++++ SOURCE EXTRACT
Barney's 1-2-3-4 Seasons is the sixth Barney & Friends home video. It features an array of traditional children's songs and school songs. This video also works on Actimates Barney.

Plot
BJ just cannot wait to play all of his favorite outdoor games and sports. But it never seems to be the right season of the year. Barney and his friends help BJ, and with four magical jars and a little bit of imagination, they experience spring, summer, fall and winter – all in one fantastic day of seasonal fun!

Cast
 Barney (voice) – Bob West
 Barney (body costume) - David Joyner
 BJ (voice) – Patty Wirtz
 BJ (body costume) - Jeff Brooks
 Maria – Jessica Hinojosa
 Tosha – Hope Cervantes
 Rebecca – Erica Reynolds
 Shawn – John David Bennett, II

Songs
 "Barney Theme Song" (tune: "Yankee Doodle")
++++++++
++++ LISTING
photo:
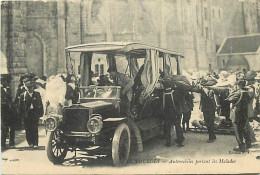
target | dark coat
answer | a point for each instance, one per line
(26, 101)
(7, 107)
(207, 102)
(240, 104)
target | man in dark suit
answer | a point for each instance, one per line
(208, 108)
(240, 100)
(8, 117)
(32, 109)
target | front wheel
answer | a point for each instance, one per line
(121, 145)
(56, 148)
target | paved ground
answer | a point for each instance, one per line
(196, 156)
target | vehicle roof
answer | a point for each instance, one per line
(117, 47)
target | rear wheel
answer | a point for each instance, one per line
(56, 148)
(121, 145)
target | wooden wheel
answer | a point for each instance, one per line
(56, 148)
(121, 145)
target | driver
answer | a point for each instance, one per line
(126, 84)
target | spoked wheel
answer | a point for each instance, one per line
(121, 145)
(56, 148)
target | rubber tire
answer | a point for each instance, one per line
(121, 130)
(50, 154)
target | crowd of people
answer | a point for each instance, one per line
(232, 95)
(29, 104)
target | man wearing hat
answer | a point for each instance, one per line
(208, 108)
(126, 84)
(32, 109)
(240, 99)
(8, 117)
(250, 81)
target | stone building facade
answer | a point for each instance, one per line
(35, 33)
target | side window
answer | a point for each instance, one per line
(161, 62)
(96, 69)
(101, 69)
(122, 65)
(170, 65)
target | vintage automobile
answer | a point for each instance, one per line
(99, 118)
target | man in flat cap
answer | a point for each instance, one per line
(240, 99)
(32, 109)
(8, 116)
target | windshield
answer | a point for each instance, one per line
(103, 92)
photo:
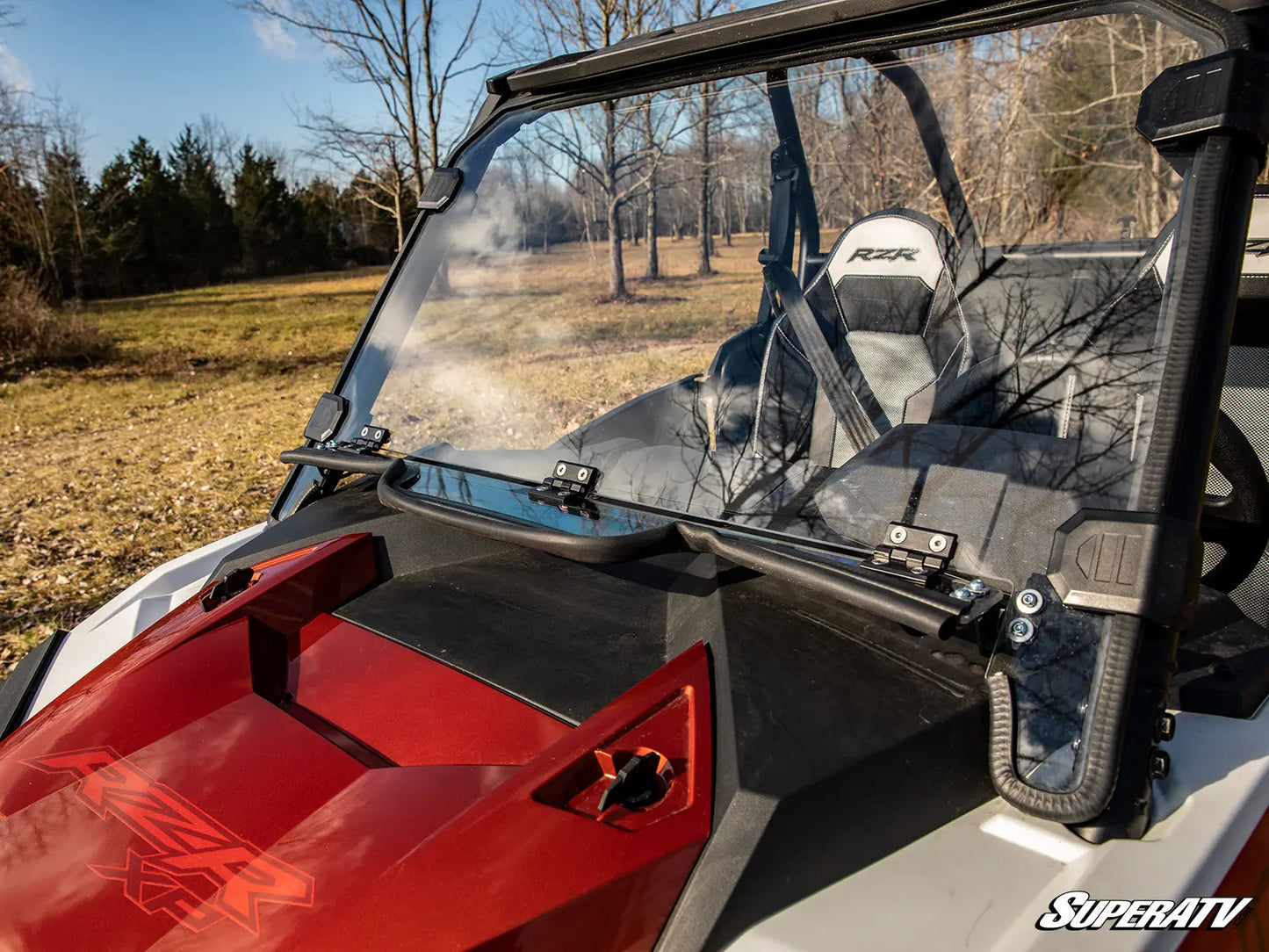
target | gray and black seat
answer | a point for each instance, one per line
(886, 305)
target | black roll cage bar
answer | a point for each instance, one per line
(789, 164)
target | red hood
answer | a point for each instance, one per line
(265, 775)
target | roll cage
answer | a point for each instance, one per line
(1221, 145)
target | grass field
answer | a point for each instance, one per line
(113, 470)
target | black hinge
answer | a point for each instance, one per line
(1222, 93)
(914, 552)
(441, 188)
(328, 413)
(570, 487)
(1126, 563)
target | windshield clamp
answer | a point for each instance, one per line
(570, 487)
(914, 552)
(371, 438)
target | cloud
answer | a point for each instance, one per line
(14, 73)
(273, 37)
++++++++
++++ LISTING
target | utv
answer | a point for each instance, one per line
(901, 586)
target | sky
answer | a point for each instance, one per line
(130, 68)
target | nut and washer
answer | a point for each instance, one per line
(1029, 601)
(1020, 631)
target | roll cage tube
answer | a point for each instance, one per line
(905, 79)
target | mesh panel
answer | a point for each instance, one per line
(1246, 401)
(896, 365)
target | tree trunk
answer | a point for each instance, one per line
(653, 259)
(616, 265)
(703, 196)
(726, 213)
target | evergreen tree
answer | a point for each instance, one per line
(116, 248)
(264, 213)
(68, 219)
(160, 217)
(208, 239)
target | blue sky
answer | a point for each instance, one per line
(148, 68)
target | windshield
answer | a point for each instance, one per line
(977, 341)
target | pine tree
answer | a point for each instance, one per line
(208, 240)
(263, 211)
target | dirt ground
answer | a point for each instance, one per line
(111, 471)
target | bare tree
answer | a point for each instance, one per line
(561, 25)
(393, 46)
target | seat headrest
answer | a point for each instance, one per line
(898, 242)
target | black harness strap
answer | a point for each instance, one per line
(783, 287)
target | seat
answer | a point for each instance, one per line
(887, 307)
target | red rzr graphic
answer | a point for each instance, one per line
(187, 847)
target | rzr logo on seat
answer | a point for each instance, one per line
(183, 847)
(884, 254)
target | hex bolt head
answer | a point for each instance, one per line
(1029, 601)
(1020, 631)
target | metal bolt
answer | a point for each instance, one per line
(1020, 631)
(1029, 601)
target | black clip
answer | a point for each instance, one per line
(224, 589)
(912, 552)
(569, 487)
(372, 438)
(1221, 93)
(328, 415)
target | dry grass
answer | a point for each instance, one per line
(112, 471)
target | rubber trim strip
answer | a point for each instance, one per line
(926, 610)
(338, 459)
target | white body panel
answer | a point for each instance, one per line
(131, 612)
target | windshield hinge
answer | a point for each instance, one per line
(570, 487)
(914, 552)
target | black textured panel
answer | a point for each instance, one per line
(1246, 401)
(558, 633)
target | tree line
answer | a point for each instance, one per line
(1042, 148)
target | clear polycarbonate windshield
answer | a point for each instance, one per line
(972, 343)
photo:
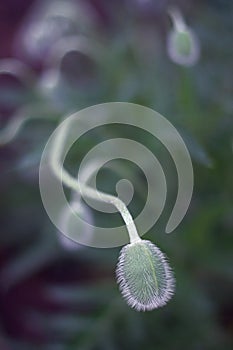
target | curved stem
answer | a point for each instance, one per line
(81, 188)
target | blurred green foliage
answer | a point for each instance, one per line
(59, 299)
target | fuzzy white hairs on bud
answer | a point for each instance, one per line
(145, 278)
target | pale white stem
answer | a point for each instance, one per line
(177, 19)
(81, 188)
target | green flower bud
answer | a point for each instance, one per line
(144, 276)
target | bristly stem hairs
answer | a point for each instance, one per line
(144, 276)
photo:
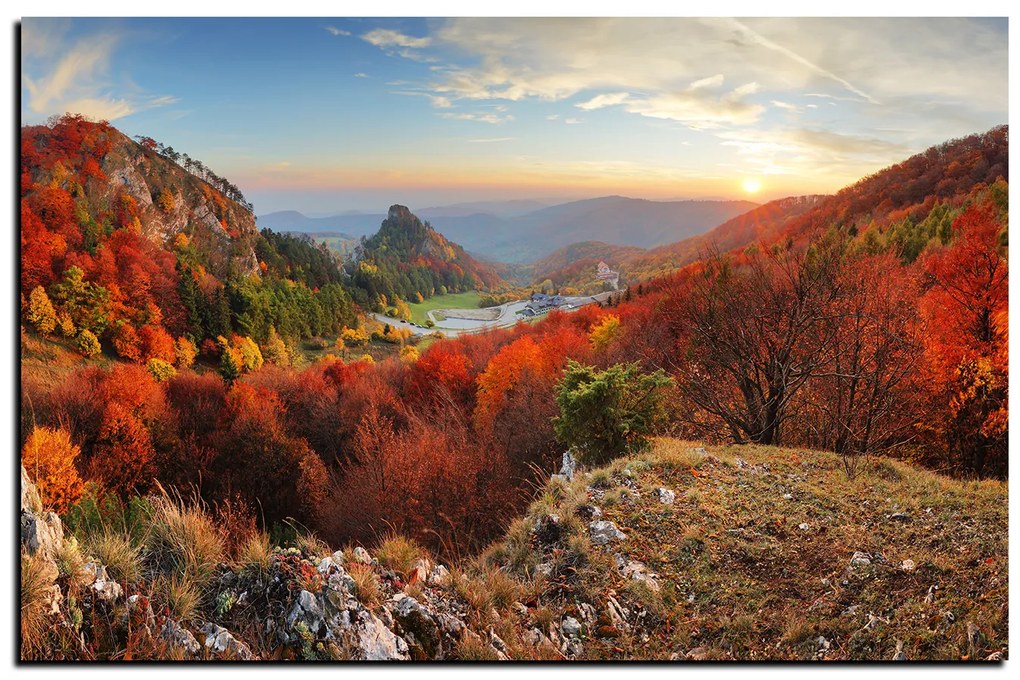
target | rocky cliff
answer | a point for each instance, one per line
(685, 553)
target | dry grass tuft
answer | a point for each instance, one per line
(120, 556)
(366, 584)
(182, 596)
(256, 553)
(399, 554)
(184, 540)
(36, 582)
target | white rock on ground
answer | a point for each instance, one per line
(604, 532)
++++++++
++++ LISTING
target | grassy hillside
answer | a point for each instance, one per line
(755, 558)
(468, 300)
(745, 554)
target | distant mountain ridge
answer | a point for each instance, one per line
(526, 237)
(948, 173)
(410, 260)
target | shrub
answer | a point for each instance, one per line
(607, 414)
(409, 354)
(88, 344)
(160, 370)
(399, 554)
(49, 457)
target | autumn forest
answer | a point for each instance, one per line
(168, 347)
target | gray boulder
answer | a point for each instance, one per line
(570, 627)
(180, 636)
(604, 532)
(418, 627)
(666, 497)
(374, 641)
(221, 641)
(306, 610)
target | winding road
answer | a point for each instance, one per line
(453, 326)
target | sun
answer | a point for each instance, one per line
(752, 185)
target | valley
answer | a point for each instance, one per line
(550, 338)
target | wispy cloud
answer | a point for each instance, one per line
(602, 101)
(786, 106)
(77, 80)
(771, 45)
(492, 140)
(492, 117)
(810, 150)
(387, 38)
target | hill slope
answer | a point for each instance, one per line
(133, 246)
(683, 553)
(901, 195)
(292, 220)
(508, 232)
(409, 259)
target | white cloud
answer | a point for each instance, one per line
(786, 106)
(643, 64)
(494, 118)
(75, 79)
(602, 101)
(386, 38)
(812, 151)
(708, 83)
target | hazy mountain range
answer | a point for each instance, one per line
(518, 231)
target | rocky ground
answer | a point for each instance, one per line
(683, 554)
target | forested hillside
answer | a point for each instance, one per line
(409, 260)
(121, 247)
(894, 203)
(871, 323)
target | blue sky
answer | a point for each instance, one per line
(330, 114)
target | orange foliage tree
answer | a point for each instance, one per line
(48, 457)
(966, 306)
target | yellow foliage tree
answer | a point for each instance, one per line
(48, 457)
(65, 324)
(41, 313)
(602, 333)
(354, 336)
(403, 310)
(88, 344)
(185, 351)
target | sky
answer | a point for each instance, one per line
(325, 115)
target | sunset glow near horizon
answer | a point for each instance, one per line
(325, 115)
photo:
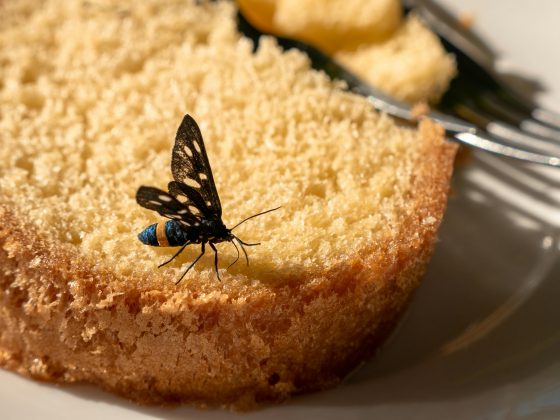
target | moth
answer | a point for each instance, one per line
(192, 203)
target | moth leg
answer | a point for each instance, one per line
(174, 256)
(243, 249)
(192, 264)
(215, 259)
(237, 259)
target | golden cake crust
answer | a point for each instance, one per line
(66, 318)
++++++++
- PROBLEMS TO SOLVE -
• A. Answer these from the text about Barney's 1-2-3-4 Seasons:
(i) Where does this video fall in the order of Barney & Friends home videos?
(ii) How many magical jars do Barney and his friends use?
(iii) Which song's tune does the "Barney Theme Song" use?
• B. Copy out the entries word for word, from the line containing "target | rubber trim strip" to the line containing "(1042, 148)", including both of those lines.
The text about the Barney video and the entries have nothing to do with each other.

- RESPONSES TO THE EXERCISE -
• A.
(i) It is the sixth.
(ii) Four.
(iii) "Yankee Doodle."

• B.
target | rubber trim strip
answer | a point for each instance, one per line
(926, 610)
(338, 459)
target | white body panel
answer | a point for each instance, one per line
(131, 612)
target | windshield hinge
answer | a point for each instance, one per line
(570, 487)
(914, 552)
target | black textured panel
answer | a point for each instance, one per line
(1246, 401)
(558, 633)
target | tree line
answer | a point for each instance, one per line
(1042, 148)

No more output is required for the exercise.